Records
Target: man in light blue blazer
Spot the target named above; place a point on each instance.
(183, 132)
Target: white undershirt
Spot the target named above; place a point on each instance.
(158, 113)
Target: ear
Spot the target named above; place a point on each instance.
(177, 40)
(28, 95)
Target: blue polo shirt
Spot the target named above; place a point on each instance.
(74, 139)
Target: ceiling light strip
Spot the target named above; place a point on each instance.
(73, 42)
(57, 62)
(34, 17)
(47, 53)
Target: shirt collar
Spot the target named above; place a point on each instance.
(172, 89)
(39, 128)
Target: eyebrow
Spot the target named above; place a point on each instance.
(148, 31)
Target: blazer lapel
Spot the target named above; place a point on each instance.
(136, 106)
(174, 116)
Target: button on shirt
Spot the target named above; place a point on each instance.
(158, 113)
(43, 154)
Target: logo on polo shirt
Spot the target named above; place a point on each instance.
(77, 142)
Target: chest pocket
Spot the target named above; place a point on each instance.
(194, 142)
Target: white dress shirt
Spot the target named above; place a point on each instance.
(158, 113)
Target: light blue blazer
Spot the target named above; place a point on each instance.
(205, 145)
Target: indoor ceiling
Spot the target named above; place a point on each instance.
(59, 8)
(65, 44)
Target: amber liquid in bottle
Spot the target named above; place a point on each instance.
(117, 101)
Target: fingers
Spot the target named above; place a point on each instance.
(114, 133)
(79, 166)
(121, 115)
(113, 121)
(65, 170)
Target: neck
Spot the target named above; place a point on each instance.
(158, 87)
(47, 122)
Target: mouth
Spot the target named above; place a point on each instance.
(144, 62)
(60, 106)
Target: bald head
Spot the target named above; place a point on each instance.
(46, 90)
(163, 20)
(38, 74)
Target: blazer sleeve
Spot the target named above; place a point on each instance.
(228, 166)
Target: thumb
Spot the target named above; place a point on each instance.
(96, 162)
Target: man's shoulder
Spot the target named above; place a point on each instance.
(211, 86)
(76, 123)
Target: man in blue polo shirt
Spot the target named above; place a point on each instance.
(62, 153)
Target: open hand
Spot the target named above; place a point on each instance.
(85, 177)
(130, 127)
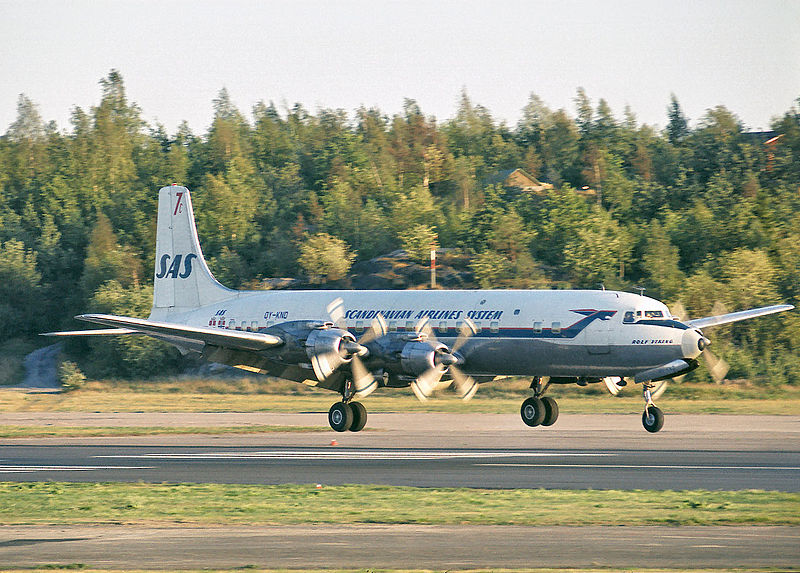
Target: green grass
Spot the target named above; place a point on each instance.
(94, 431)
(381, 401)
(205, 504)
(86, 569)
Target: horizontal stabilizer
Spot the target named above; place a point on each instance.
(221, 337)
(737, 316)
(102, 332)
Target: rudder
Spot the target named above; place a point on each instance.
(182, 280)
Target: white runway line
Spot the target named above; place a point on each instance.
(23, 469)
(350, 455)
(651, 467)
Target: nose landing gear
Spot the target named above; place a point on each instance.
(652, 417)
(539, 409)
(344, 416)
(347, 415)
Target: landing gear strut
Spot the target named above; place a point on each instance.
(344, 416)
(347, 415)
(538, 409)
(652, 417)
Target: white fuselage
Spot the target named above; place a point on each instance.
(520, 332)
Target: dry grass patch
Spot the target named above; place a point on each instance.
(109, 503)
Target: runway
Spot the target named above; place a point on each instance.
(442, 450)
(402, 546)
(480, 450)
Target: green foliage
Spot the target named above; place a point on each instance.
(20, 290)
(700, 212)
(70, 376)
(325, 258)
(418, 242)
(127, 356)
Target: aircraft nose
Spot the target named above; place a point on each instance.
(693, 343)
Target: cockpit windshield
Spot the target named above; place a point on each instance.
(632, 316)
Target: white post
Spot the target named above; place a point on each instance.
(433, 266)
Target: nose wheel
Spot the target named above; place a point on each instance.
(652, 417)
(344, 416)
(539, 410)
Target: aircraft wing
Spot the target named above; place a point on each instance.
(737, 316)
(236, 339)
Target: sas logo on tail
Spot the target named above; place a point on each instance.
(175, 271)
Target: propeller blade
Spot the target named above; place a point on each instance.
(336, 312)
(363, 380)
(423, 327)
(719, 308)
(467, 329)
(377, 329)
(659, 389)
(426, 383)
(717, 367)
(613, 384)
(322, 365)
(418, 393)
(464, 384)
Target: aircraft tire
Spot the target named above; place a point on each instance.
(340, 417)
(652, 419)
(550, 411)
(359, 416)
(532, 411)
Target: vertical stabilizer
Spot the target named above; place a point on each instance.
(182, 279)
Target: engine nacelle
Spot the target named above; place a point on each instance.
(327, 349)
(419, 356)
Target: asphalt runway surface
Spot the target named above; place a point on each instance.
(406, 546)
(476, 450)
(427, 450)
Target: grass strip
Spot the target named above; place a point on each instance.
(96, 431)
(127, 401)
(104, 503)
(50, 568)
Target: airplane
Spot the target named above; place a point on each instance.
(353, 342)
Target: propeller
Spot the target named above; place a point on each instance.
(364, 382)
(614, 384)
(445, 361)
(717, 367)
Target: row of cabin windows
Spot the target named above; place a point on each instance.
(494, 326)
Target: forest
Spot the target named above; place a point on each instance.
(701, 213)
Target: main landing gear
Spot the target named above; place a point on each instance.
(652, 417)
(344, 416)
(539, 410)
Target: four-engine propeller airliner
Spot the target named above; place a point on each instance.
(353, 342)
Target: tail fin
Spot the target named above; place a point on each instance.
(182, 279)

— SHORT EXERCISE —
Send back exactly the lines from the line with "Target: engine nacelle" through the end of the records.

— RESPONSE —
Target: engine nacelle
Spot the target named above; place a point on each instance.
(327, 349)
(419, 356)
Target: asphalt runway surface
Spot the target named above; place a point on each instance.
(406, 546)
(476, 450)
(427, 450)
Target: grass strip
Spot the target named above; place a point on each instance.
(96, 431)
(127, 401)
(104, 503)
(50, 568)
Target: airplane
Spot the target named above; place a point on each instance.
(353, 342)
Target: propeller
Spot the target named above; place a point on each instance.
(364, 382)
(614, 384)
(445, 361)
(717, 367)
Target: row of cabin windows
Spot the target named above; place a point on each instance.
(494, 326)
Target: forest
Spot the target named above; place a point on each instance.
(701, 213)
Target: main landing gear
Spot the target named above; place a point on each instance.
(652, 417)
(344, 416)
(539, 410)
Target: four-engine propeller airliner
Spot the target named above; place a point on each instance.
(353, 342)
Target: tail fin
Spot the target named above; place a point on each instance.
(182, 279)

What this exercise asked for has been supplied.